Records for the task section start
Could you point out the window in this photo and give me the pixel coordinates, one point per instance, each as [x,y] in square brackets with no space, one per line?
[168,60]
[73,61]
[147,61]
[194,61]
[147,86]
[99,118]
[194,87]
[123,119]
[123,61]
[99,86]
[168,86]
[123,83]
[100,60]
Records for the task section end
- [Exercise goal]
The answer should be the full listing, repeated without any change.

- [Exercise answer]
Could you point out the window in this photo and give me the pixel coordinates, one point per instance, each as [x,y] in square brackets with no space, one per line?
[168,60]
[73,61]
[147,61]
[194,61]
[147,86]
[99,118]
[194,87]
[123,119]
[123,61]
[99,86]
[168,86]
[123,83]
[100,60]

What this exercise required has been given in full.